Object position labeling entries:
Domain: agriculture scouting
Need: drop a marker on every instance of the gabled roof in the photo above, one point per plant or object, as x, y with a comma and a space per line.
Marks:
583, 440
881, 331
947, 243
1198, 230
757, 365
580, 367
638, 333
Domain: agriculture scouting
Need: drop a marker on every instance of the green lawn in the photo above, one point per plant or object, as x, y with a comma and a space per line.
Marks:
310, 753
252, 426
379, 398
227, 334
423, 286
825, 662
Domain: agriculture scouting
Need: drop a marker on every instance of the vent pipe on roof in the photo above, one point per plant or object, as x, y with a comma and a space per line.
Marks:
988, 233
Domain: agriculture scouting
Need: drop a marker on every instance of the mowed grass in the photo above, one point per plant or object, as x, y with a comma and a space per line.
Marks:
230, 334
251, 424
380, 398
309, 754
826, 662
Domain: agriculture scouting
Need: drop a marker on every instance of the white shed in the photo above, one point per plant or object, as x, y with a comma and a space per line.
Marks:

PROBLEM —
Format all of the records above as a JSON list of strings, with one string per line and blank lines omitted.

WORKED ANSWER —
[
  "Domain: agriculture scouting",
  "Need: drop a marker on every instance of the gabled roof in the photo above, one point per plant or object, as x, y with a comma and a space per line.",
  "Marks:",
  "583, 440",
  "881, 331",
  "947, 243",
  "1198, 230",
  "757, 365",
  "580, 367",
  "638, 333",
  "Domain: agriculture scouting",
  "Need: drop a marker on every instance of the green lawn in the photo above, one point per plant or object, as x, y with a comma and a space per line.",
  "Marks:",
  "310, 753",
  "252, 426",
  "379, 398",
  "227, 334",
  "423, 286",
  "825, 662",
  "Domain: agriculture scouting",
  "Need: drop a marker on every instance of the vent pipe on roof in the photo above, one point per plant or object, as x, y with a comma and a space per line.",
  "Marks:",
  "988, 233",
  "Domain: agriculture scouting",
  "Need: drop a marker on every instance of the mowed grass in the photo above, one point per plant or object, as x, y with a comma and a space per line.",
  "Marks:",
  "230, 334",
  "251, 424",
  "380, 398",
  "309, 754",
  "826, 662",
  "Domain: agriculture scouting",
  "Need: drop a marker on every instance of the white shed in the photo above, one point per plant or object, as x, y with a comma and a space per line.",
  "Marks:"
]